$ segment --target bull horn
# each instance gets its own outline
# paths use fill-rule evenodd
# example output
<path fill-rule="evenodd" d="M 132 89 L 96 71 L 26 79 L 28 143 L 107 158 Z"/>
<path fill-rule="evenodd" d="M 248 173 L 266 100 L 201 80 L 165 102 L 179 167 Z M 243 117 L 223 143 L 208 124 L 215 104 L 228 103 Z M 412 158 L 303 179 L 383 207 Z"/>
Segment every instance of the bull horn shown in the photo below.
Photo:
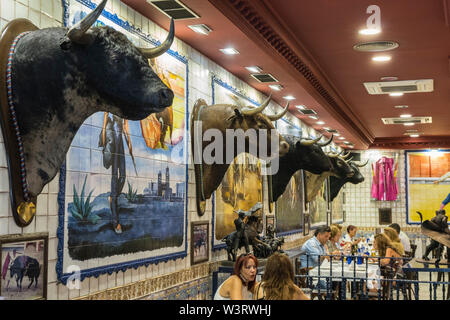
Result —
<path fill-rule="evenodd" d="M 318 143 L 316 143 L 316 144 L 317 144 L 319 147 L 325 147 L 325 146 L 329 145 L 329 144 L 331 143 L 331 141 L 333 141 L 333 135 L 331 135 L 331 137 L 330 137 L 330 139 L 328 139 L 328 141 L 322 142 L 322 143 L 318 142 Z"/>
<path fill-rule="evenodd" d="M 337 158 L 340 155 L 340 153 L 328 152 L 326 153 L 326 155 L 330 158 Z"/>
<path fill-rule="evenodd" d="M 322 135 L 320 135 L 318 138 L 314 139 L 314 140 L 308 140 L 308 141 L 300 141 L 300 144 L 302 146 L 312 146 L 314 143 L 316 143 L 317 141 L 319 141 L 320 139 L 322 139 Z"/>
<path fill-rule="evenodd" d="M 86 33 L 86 31 L 89 30 L 90 27 L 92 27 L 95 21 L 97 21 L 98 17 L 100 17 L 103 9 L 106 6 L 106 2 L 108 2 L 108 0 L 103 0 L 102 3 L 100 3 L 97 8 L 95 8 L 94 11 L 89 13 L 83 20 L 69 29 L 69 31 L 67 32 L 67 37 L 70 39 L 70 41 L 75 43 L 82 42 L 83 35 Z"/>
<path fill-rule="evenodd" d="M 342 159 L 347 159 L 349 155 L 350 155 L 350 152 L 347 153 L 347 154 L 342 155 L 341 158 L 342 158 Z"/>
<path fill-rule="evenodd" d="M 270 121 L 277 121 L 278 119 L 283 118 L 283 116 L 288 111 L 288 108 L 289 108 L 289 102 L 286 104 L 286 107 L 284 108 L 284 110 L 282 112 L 280 112 L 279 114 L 274 114 L 272 116 L 267 116 L 267 117 L 270 119 Z"/>
<path fill-rule="evenodd" d="M 270 100 L 272 99 L 272 94 L 269 95 L 269 97 L 263 102 L 261 103 L 261 105 L 257 108 L 251 108 L 251 109 L 247 109 L 247 110 L 242 110 L 241 113 L 244 116 L 254 116 L 257 113 L 262 112 L 268 105 Z"/>
<path fill-rule="evenodd" d="M 367 159 L 367 160 L 366 160 L 366 163 L 364 163 L 364 164 L 358 164 L 358 163 L 356 163 L 356 162 L 353 162 L 353 163 L 354 163 L 355 166 L 362 168 L 362 167 L 364 167 L 368 162 L 369 162 L 369 159 Z"/>
<path fill-rule="evenodd" d="M 141 50 L 142 54 L 147 59 L 159 57 L 160 55 L 162 55 L 163 53 L 165 53 L 167 50 L 170 49 L 170 46 L 172 45 L 174 38 L 175 38 L 175 24 L 172 18 L 170 19 L 169 34 L 167 35 L 166 40 L 164 40 L 164 42 L 161 43 L 161 45 L 159 45 L 156 48 L 139 48 L 139 50 Z"/>
<path fill-rule="evenodd" d="M 350 161 L 352 161 L 353 157 L 351 157 L 351 158 L 348 159 L 348 160 L 345 160 L 345 159 L 343 159 L 343 158 L 341 158 L 341 159 L 344 160 L 346 163 L 350 163 Z"/>

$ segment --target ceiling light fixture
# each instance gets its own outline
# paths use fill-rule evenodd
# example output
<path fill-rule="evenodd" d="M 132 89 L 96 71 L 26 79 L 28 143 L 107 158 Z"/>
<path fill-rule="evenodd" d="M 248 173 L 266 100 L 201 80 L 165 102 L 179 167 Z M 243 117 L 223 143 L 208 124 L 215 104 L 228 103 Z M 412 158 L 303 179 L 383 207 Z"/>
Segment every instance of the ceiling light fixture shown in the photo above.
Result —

• • • • •

What this task involves: The records are given above. Copy each line in them that holds "bull".

Solution for this task:
$ segment --target bull horn
Segment every instance of the bull horn shown in the photo below.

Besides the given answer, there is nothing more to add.